◆ Data for review ◆

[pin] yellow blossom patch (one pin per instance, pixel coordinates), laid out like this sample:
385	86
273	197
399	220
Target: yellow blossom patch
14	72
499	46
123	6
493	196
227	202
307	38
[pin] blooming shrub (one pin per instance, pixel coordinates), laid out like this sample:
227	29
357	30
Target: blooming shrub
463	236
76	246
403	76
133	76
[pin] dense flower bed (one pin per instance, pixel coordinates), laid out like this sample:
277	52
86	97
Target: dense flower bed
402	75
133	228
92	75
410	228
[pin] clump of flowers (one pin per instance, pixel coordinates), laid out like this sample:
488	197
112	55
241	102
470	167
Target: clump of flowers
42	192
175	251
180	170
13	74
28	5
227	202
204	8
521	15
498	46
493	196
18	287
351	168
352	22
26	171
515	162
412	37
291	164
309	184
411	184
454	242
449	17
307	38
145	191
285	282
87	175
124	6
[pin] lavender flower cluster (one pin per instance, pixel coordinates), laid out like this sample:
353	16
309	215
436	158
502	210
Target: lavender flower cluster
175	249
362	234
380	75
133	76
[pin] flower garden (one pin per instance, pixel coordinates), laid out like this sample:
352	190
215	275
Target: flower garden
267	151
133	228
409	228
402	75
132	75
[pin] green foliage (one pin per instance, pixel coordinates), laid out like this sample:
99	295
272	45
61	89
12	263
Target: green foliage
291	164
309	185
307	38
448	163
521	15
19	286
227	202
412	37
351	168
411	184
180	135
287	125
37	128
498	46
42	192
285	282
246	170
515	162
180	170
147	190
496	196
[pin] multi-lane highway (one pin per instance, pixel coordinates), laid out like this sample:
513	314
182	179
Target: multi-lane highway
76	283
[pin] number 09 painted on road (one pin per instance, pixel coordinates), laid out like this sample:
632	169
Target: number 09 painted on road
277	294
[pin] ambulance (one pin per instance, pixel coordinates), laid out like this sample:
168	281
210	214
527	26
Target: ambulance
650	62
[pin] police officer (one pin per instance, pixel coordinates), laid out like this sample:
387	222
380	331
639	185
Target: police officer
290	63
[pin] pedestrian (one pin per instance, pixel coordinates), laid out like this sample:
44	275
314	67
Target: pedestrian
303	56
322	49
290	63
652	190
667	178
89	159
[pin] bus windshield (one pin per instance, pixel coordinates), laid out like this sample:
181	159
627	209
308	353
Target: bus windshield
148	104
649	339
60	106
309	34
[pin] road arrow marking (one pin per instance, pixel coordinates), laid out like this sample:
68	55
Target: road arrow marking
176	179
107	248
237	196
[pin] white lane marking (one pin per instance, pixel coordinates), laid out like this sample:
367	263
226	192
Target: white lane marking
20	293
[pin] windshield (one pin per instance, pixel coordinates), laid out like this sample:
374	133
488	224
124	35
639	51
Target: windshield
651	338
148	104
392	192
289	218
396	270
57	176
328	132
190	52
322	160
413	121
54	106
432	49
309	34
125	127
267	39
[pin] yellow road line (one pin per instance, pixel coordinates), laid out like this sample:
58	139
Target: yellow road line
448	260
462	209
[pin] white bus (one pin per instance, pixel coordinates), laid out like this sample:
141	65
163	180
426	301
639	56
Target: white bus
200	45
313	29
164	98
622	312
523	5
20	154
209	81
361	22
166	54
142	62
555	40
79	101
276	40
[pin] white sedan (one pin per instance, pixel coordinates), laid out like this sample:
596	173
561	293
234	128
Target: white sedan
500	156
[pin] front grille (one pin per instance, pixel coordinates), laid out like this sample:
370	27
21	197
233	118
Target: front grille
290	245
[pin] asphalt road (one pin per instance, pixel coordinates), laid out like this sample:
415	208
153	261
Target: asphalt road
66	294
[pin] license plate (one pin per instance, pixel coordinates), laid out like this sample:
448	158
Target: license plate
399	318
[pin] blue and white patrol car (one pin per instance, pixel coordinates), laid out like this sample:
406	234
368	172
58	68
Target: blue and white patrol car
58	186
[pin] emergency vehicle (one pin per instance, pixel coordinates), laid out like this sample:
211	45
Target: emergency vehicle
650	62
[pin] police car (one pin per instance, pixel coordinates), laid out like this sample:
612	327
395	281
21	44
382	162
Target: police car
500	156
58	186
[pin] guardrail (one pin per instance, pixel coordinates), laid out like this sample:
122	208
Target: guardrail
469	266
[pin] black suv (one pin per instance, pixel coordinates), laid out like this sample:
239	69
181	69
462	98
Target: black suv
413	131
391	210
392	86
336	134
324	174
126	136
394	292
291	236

◆ What you will do ◆
Return the data in full, with each line kept exactly as it is.

◆ Answer for this exercise ◆
[pin] yellow blossom patch (one pin per instance, pixel coordinates), laid out like this sample:
385	86
273	197
399	220
Target: yellow blossom patch
14	72
499	46
123	6
493	196
227	202
307	38
[pin] blooming shrub (one pin per instance, pixel coordinates), laid out like this sample:
227	29
357	30
Target: blooming shrub
463	236
76	246
403	76
133	76
[pin] dense flower bed (one pin per instance, pixel coordinates), laid out like this sample:
277	52
86	97
Target: dense flower bed
402	75
133	228
92	75
410	228
[pin] clump of flowers (one pin per instance, pixel coordinates), laid out like this sample:
488	197
112	55
241	102
470	167
Target: clump of flowers
42	192
175	251
180	170
13	74
28	5
227	202
204	8
521	15
498	46
493	196
18	287
351	168
352	22
26	171
515	162
412	37
291	164
309	184
411	184
454	242
449	17
307	38
145	191
285	282
87	175
124	6
[pin] lavender flower cluster (one pin per instance, pixel coordinates), laid out like this sample:
353	16
309	215
436	158
502	210
Target: lavender flower cluster
175	249
362	234
380	75
133	76
[pin] flower garden (one pin per instance, pixel coordinates), laid out like this sample:
352	190
215	275
Target: flower garden
267	151
133	228
409	228
402	75
132	75
[pin] green foliage (one pin per instance, pixel coordinates), laid out like this sample:
99	295
272	45
61	89
12	263
Target: green foliage
291	164
309	185
307	38
448	163
521	15
19	286
227	202
412	37
351	168
411	184
180	135
287	125
37	128
498	46
42	192
285	282
246	170
515	162
180	170
147	190
496	196
[pin] multi-lane highway (one pin per instance, pixel coordinates), laid out like this sample:
513	314
182	179
Target: multi-lane highway
76	283
[pin] number 09 painted on road (one pin per instance, pixel coordinates), laid out like this sample:
632	169
Target: number 09 painted on road
277	294
[pin] ambulance (one pin per instance, pixel coordinates), laid out like this sample:
168	281
210	214
527	26
Target: ambulance
650	62
[pin] police officer (one pin per instance, pixel coordinates), laid out like this sample:
387	222
380	331
639	185
Target: police officer
290	63
[pin] pedestrian (one pin per instance, pixel coordinates), laid out like this sample:
44	275
314	67
Target: pedestrian
303	56
322	49
290	63
652	190
667	178
89	159
[pin] bus windshield (one pin per instance, pixel coordinates), laid out like this sample:
181	159
627	209
308	353
Target: bus windshield
148	104
649	339
60	106
309	34
[pin] road arrow marking (one pin per instance, pixel coordinates), laid out like this sample:
68	55
Target: road arrow marking
176	179
107	248
237	196
[pin] white lane marking (one pin per instance, pixel coordinates), laid out like this sample:
367	263
226	192
Target: white lane marking
20	293
[pin] windshield (one pin per instance, pixel coordinates), laid out like this sample:
374	133
488	224
124	35
639	51
Target: windshield
651	338
148	104
392	192
289	218
396	270
57	176
328	132
190	52
322	160
413	121
54	106
432	49
309	34
125	127
267	39
[pin] yellow road line (one pin per instance, pixel coordinates), laid out like this sample:
58	139
Target: yellow road line
448	260
462	209
[pin] white bus (one pin per instance, pixel coordinates), laid out like this sample:
141	65
163	180
426	301
639	56
Target: white bus
200	45
313	29
164	98
622	312
523	5
20	154
209	81
361	22
166	54
142	62
555	40
79	101
276	40
[pin] white sedan (one pin per instance, pixel coordinates), laid out like this sample:
596	173
561	293
234	128
Target: white sedan
500	156
[pin] front grille (one pin per instance, pixel coordinates), laid out like this sample:
370	27
21	197
233	118
Target: front grille
290	245
[pin] asphalt road (one pin per instance, pixel coordinates), laid out like this sample:
415	208
153	261
Target: asphalt road
66	294
[pin] license plate (one pin per instance, pixel coordinates), laid out like this sample:
448	158
Target: license plate
399	318
[pin] blue and white patrol car (one pin per instance, pixel coordinates), laid out like this sample:
406	234
368	172
58	68
Target: blue and white patrol car
58	186
[pin] emergency vehicle (one pin per instance, pixel coordinates), laid out like this sample:
211	45
Target: emergency vehicle
650	62
[pin] police car (one pin per instance, pixel coordinates), laid out like this sample:
612	327
395	281
21	44
382	162
Target: police car
500	156
58	186
[pin] guardrail (one pin per instance, pixel coordinates), laid out like this sample:
122	208
Target: guardrail
469	266
[pin] black suv (one pin per instance, pixel coordinates), laid out like this sample:
239	69
181	69
462	98
Target: black suv
413	131
391	210
392	86
336	134
324	174
126	136
394	292
291	236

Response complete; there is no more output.